At some time around 1867, Dr Richard Barter ceased to have any connection with the Turkish Bath Company of Dublin Ltd or with the Lincoln Place Turkish Baths which he had built for them. The exact reason for his departure may never be known but the proposed introduction of moisture into the hot rooms may have been the main issue.

He immediately decided to open another Turkish bath in Dublin, this time to the north of the River Liffey. He would have felt it important that the new baths should clearly be seen to follow the principles which had governed the design of all his earlier establishments. He set about looking for a suitable site, and on 17 June 1868 advertised his requirements.

Wanted immediately to lease or purchase a suitable site in a central part of the city, the north preferred, for the erection of a first class Turkish Bath; a good residence would be desirable.

The advertisements brought a quick response and Dr Barter was able to open his second Turkish bath in Dublin less than a year later on 17 March 1869, just eighteen months before he died. It was built as an extension at the rear of a typically Georgian building, until then known as Reynold's Hotel, situated at numbers 11 and 12 Upper Sackville Street, and now known as (Upper) O'Connell Street.

The baths were built behind the hotel. All the public rooms, together with the thirty bedrooms, were refurbished, and the establishment was then renamed the Hammam Family Hotel and Turkish Baths.

Leading off the entrance hall was the galleried cooling-room and dressing rooms. Just beyond were four separate suites of Turkish baths, two large ones for men, one for women, and a private suite which could be made available for men or women. There were also private rooms with hot, tepid, and cold water baths.

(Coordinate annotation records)
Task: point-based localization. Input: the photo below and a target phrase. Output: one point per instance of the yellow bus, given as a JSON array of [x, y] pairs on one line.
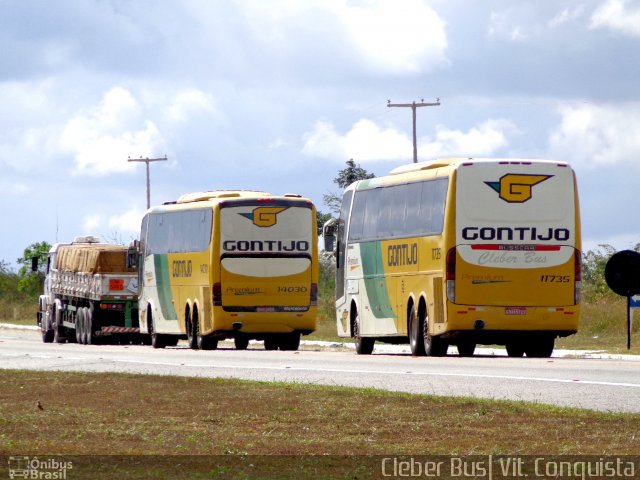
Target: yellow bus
[[460, 252], [229, 264]]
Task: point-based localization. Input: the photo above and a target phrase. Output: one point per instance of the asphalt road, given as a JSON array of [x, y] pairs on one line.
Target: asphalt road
[[604, 384]]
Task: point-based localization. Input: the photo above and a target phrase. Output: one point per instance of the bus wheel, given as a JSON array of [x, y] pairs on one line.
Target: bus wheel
[[466, 348], [364, 345], [434, 346], [271, 343], [541, 347], [192, 332], [241, 342], [290, 341], [207, 343], [157, 340], [515, 348], [415, 337]]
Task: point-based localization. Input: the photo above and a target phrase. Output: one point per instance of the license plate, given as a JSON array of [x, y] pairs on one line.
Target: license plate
[[515, 311]]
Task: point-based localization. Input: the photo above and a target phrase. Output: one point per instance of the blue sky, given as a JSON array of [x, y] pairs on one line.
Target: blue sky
[[276, 95]]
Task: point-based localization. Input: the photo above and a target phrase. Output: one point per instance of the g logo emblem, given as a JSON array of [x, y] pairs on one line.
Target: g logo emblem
[[517, 187], [264, 216]]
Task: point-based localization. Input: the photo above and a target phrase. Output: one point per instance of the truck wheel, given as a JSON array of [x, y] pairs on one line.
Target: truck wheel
[[290, 341], [415, 333], [364, 345], [79, 325], [90, 325], [47, 333], [58, 329], [207, 343]]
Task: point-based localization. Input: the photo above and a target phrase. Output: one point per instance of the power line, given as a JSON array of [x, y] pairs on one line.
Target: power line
[[147, 161], [413, 105]]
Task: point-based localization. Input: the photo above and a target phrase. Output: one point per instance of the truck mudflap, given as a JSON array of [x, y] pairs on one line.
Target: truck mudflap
[[105, 330]]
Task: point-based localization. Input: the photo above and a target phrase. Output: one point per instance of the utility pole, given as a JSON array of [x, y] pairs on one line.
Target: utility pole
[[147, 161], [413, 106]]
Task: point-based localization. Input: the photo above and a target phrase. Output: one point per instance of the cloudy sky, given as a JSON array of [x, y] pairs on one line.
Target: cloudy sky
[[276, 95]]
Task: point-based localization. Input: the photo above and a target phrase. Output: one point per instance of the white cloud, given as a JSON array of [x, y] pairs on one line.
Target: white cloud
[[127, 222], [385, 36], [618, 17], [598, 135], [504, 25], [397, 36], [117, 226], [485, 139], [92, 223], [190, 102], [366, 141], [565, 16], [104, 137]]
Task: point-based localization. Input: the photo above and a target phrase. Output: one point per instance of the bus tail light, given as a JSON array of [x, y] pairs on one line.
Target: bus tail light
[[217, 294], [451, 274], [578, 276], [314, 294]]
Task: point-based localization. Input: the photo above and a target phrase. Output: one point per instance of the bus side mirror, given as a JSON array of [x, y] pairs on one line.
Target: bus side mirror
[[132, 254], [329, 234]]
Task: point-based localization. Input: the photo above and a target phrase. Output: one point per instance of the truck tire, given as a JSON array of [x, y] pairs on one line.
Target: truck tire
[[79, 326], [89, 327], [47, 332], [58, 329]]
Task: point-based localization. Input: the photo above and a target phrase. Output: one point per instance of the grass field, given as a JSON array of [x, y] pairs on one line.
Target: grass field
[[59, 413]]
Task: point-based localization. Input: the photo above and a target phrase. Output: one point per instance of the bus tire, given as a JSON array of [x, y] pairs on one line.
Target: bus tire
[[515, 349], [290, 341], [157, 340], [191, 326], [415, 338], [434, 346], [364, 345], [466, 348], [241, 342], [541, 347]]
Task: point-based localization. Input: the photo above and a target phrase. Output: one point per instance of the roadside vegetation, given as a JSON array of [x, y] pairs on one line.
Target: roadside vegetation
[[71, 413]]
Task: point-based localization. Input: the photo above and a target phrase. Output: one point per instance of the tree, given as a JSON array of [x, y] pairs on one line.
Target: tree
[[346, 177], [321, 219], [31, 282]]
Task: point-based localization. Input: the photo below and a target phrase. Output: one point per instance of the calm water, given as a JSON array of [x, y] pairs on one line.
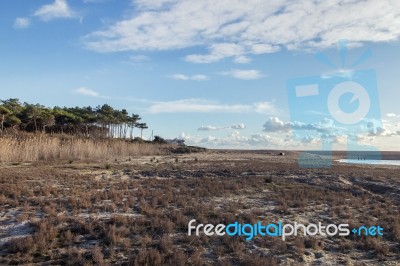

**REQUESTS:**
(a) List every year that the passage on Dr Barter's Dublin baths mentions.
(b) From the records, pick out every line containing the string "wheel".

**FINAL RESULTS:**
(a) 1867, 1868, 1869

(b)
Task: point-based localization. Input: the photo above and a target phrase. Output: one point per instance of the bus wheel, given as a JSON array of [x, y] pairs on one line.
Target: bus wheel
Task: point-based localization. Input: the photo above and a target phrase. Output: one point per instance of the truck wheel, given as a JSON array of [x, y] pairs on one line.
Target: truck wheel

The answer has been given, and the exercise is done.